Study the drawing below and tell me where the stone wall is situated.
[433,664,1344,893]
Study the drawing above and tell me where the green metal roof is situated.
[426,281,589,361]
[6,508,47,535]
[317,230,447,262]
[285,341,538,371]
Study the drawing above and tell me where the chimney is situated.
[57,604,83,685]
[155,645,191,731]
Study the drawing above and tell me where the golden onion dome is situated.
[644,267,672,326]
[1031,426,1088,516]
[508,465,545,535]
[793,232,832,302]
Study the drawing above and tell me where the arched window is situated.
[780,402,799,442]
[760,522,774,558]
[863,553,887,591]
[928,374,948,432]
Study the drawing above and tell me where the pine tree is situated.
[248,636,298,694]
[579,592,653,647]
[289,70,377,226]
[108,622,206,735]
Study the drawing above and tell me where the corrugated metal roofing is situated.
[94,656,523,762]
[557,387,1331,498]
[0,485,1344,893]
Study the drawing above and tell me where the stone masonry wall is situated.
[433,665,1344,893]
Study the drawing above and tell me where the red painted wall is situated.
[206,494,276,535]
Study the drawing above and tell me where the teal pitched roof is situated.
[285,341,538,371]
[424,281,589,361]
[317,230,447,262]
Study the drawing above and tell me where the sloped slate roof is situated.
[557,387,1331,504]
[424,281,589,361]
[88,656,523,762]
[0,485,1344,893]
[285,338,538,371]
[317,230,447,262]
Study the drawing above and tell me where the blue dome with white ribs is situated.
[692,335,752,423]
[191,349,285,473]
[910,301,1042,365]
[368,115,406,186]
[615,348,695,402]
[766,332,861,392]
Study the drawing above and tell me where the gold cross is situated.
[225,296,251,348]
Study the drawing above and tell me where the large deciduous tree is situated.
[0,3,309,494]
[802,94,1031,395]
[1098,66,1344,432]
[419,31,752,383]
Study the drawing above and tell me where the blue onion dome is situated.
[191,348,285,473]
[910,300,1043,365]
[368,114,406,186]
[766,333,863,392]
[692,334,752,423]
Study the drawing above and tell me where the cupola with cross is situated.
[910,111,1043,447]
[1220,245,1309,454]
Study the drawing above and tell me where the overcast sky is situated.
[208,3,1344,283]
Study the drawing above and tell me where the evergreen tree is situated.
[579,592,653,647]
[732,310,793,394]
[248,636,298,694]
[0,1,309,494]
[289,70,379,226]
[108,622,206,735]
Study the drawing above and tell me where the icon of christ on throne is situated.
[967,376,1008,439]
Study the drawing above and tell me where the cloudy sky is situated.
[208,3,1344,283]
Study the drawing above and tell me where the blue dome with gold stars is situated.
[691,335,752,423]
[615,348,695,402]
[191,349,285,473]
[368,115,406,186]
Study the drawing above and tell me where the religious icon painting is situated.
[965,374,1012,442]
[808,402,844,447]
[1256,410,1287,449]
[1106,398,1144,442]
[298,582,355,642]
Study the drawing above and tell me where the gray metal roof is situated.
:::::
■ **Directive**
Arrange all the entries above as a numbered list, one line per item, and leave out any blank lines.

■ **Full solution**
1. Study the drawing below and tell me where the stone wall is situated.
2. [433,664,1344,893]
3. Study the drawing above and tell me where the green metal roof is situated.
4. [426,281,589,361]
5. [6,508,47,535]
6. [317,230,447,262]
7. [285,341,538,371]
8. Study the drawing above and tell me where the chimney is situated.
9. [57,604,83,685]
10. [155,645,191,731]
11. Study the drawing above and tell me where the golden onion dome is situated.
12. [644,267,672,326]
13. [1031,426,1088,516]
14. [508,465,545,535]
15. [793,232,832,302]
16. Study the drawing above and tell me where the arched window is situated.
17. [780,402,799,442]
18. [760,522,774,558]
19. [863,553,887,591]
20. [928,374,948,432]
21. Study the drawing above and tell me where the pine tree is situated.
22. [248,636,298,694]
23. [579,592,653,647]
24. [289,70,377,226]
25. [108,622,206,735]
26. Study the drawing above and tell me where the corrugated metal roofing is situated.
27. [94,656,523,762]
28. [557,387,1331,498]
29. [0,485,1344,893]
30. Study the drawing above and tell me where the stone masonry wall is situated.
31. [433,665,1344,893]
32. Study the drawing above and tell me where the red painted wall is situated.
33. [206,494,276,535]
34. Study the drawing above and tell me where the teal pitched roof is situated.
35. [285,341,538,371]
36. [424,281,589,361]
37. [317,230,447,262]
38. Study the drawing above and tell me where the sloped slate roof is situated.
39. [557,387,1331,504]
40. [424,281,589,361]
41. [88,656,523,762]
42. [0,485,1344,893]
43. [285,338,538,371]
44. [317,230,447,262]
45. Study the drawing above and tell me where the blue dome with white ribs is situated.
46. [692,335,752,423]
47. [191,349,285,473]
48. [910,301,1042,365]
49. [368,115,406,186]
50. [615,348,695,402]
51. [766,332,861,392]
52. Study the drawing above and tell me where the gold cross is situated.
53. [225,296,251,348]
54. Study the drawing above and tell me where the large deciduous tree is situated.
55. [0,3,309,494]
56. [802,94,1031,395]
57. [1098,66,1344,432]
58. [419,31,752,383]
59. Study the drawing above and tell me where the blue onion dome is situated.
60. [191,348,285,473]
61. [910,300,1043,365]
62. [368,114,406,186]
63. [766,333,863,392]
64. [692,334,752,423]
65. Study the drawing above and tell me where the cupola with cross is situated.
66. [910,111,1043,447]
67. [1220,245,1309,454]
68. Study the drawing above and tell me where the overcast sky is situated.
69. [208,3,1344,283]
70. Study the drawing above and tell me where the evergreen tree is situated.
71. [579,592,653,647]
72. [732,310,793,394]
73. [248,636,298,694]
74. [0,1,309,494]
75. [289,70,379,226]
76. [108,622,206,735]
77. Study the drawing above and tell me where the icon of christ on throne is situated.
78. [967,376,1008,439]
79. Study the drawing above and tell me where the cloudy sky is situated.
80. [208,3,1344,283]
81. Study the drawing above and tell me where the blue dome with gold stars is situated.
82. [691,335,752,423]
83. [615,348,695,402]
84. [191,349,285,473]
85. [368,115,406,186]
86. Study the drawing above and tell me where the religious icon painting is situated.
87. [965,374,1012,442]
88. [808,402,844,447]
89. [1256,410,1287,449]
90. [1106,398,1144,442]
91. [298,582,355,642]
92. Study the drawing above and tell me where the gray metal roof is situated.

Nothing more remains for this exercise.